● EXERCISE GOAL
Below is a block of data; give all of it again word for word.

● DATASET EXCERPTS
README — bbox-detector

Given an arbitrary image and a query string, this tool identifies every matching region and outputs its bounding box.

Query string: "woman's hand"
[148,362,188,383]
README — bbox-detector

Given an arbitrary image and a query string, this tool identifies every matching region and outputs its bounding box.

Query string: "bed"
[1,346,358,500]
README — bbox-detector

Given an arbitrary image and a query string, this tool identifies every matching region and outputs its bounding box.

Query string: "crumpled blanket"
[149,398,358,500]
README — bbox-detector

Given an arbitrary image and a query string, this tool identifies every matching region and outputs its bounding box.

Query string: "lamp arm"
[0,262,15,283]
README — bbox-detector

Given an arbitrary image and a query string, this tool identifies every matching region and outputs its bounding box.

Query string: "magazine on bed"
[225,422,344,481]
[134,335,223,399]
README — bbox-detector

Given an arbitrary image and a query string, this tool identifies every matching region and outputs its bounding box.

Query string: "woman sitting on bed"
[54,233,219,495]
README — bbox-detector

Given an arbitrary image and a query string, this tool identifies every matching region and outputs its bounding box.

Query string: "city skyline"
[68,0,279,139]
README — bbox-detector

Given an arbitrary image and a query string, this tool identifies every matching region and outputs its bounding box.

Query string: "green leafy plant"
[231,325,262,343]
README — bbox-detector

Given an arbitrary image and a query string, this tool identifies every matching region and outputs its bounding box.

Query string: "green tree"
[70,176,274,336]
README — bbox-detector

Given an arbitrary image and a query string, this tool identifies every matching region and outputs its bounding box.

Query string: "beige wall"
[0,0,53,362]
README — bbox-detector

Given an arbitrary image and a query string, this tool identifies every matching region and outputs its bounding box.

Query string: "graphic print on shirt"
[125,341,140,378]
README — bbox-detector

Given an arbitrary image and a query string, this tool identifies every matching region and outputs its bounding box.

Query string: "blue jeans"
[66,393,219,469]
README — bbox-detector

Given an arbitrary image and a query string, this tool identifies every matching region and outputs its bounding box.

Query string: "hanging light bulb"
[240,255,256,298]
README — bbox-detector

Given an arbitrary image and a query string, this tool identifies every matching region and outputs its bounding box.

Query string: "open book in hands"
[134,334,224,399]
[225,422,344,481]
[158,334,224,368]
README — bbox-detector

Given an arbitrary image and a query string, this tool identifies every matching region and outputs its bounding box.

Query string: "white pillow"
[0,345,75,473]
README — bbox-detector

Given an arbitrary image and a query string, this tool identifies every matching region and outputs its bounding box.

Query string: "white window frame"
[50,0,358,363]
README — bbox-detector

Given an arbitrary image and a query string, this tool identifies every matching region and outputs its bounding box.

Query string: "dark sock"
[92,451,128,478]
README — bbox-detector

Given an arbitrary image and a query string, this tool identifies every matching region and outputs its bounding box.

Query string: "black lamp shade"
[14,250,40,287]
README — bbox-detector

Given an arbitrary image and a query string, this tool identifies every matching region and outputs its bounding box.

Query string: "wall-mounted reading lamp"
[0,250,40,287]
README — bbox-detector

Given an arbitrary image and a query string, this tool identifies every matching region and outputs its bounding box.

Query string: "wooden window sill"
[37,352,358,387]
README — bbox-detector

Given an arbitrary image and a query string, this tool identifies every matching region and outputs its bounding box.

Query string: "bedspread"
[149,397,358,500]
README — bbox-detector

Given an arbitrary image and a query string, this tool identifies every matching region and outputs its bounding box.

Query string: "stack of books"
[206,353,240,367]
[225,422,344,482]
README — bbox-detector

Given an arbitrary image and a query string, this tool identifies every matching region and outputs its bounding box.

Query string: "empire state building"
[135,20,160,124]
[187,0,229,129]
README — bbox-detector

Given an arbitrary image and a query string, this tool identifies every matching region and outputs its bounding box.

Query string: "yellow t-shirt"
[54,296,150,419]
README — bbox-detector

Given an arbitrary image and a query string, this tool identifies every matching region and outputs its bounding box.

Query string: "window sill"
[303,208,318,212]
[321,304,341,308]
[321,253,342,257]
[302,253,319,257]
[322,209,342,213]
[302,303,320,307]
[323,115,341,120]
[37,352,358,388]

● SOLVED PROBLEM
README — bbox-detector

Given an arbitrary image and a query string, this tool identifies every matching region and outputs its bounding box.

Query string: "woman's hand"
[148,362,188,383]
README — bbox-detector

Given an arbitrary image and a query string, this tool identifies every matching region and outputs its bounding box.

Query string: "bed"
[1,346,358,500]
README — bbox-detector

Given an arbitrary image and a query string, this tool identifies every matching region and outputs its bounding box.

Query string: "crumpled blanket"
[149,398,358,500]
README — bbox-detector

Given an arbitrary image and a query string, this tool identifies every matching region and outputs its bounding box.

Query string: "lamp arm"
[0,262,15,283]
README — bbox-detector

Given an arbitrary image and a query string, this tool identifies every matching region and outputs its bounding box.

Query string: "magazine on bed"
[225,422,344,481]
[134,335,223,399]
README — bbox-detector

Given an arbitrary image and a query string, this tool identifies every matching region and outputs its bounding box.

Query string: "woman sitting on bed"
[54,233,219,495]
README — bbox-detector

Given an arbitrary image and a query string, this tool identifies every matching region and outputs its bounding box.

Query string: "city skyline"
[68,0,279,139]
README — bbox-detector

Given an arbitrary image and a query string, this tool identifies every matching region and outputs its bounding box.

Query string: "green leafy plant"
[231,325,262,343]
README — bbox-detector

Given an arbitrary image and a query string, this tool identifies every matching region and outputs its bounding box.

Query string: "green tree"
[70,176,274,336]
README — bbox-detector

Given an arbitrary image and a query string, this tool identifies every matching region and outputs its bounding box.

Query string: "beige wall"
[0,0,53,362]
README — bbox-detector

Given an arbitrary image and a query string, this tool identifies every matching region and outputs its bounding box.

Query string: "graphic print on shirt"
[125,341,140,378]
README — bbox-detector

Given an arbitrary image and a query string, this tool identifies every matching region and outputs its bounding box.

Query string: "blue jeans"
[66,393,219,469]
README — bbox-detector

Given an arbitrary image and a query string, this tool identifies every matching region and outputs its bounding box.

Query string: "hanging light bulb"
[240,255,256,298]
README — bbox-detector

Given an arbitrary image and a query string, this tool identifies every matching region and outputs its bounding box.

Query string: "open book in hands"
[134,334,224,399]
[225,422,344,481]
[158,334,224,368]
README — bbox-detector

Given an arbitrary image and a query string, this tool identifies every matching region and outputs its bounding box.

Query string: "white pillow"
[0,345,75,473]
README — bbox-detector

Given an arbitrary image and a query string, this tool identifies every matching region and outputs its bounding box.

Query string: "white window frame"
[50,0,358,363]
README — bbox-detector

Given an arbitrary image and a query string, this tool identifies every matching region and outputs its bounding box.

Query string: "dark sock"
[92,451,128,478]
README — bbox-detector

Given an arbitrary image and a query string, this tool identifies every matching region and outputs its bounding box.

Query string: "black lamp shade"
[14,250,40,287]
README — bbox-detector

Given an arbitrary image and a query string, this tool identifies every matching region and outputs its bounding box.

Query string: "wall-mounted reading lamp"
[0,250,40,287]
README — bbox-detector

Given an arbitrary image and a query string, this tool identifies every matching region and outputs its bounding box.

Query string: "wooden window sill"
[37,352,358,387]
README — bbox-detector

Given an arbitrary image and a query string, this tool identifies every matching region and outputs its bounding box.

Query string: "bedspread"
[149,397,358,500]
README — bbox-detector

Given an arbitrary image and a query string, this tool identifies every matching region and outputs its bounding box.

Query string: "stack of books"
[206,353,240,367]
[225,422,344,482]
README — bbox-detector

Given an arbitrary image and a query string, this tool identifies every matching region and outputs its bounding box.

Query string: "empire state building"
[135,20,160,124]
[187,0,229,129]
README — bbox-detector

Given an arbitrary image and a query string, this tool identifies every matching region and outputs its bounding box.

Query string: "yellow t-shirt"
[54,296,150,419]
README — bbox-detector

Given an arbitrary image and a query string, this tool identifies every matching region and outputs its bounding box.

Query string: "window sill"
[303,208,318,212]
[321,304,341,308]
[321,253,342,257]
[302,253,319,257]
[322,209,342,213]
[302,303,320,307]
[323,115,341,120]
[37,352,358,388]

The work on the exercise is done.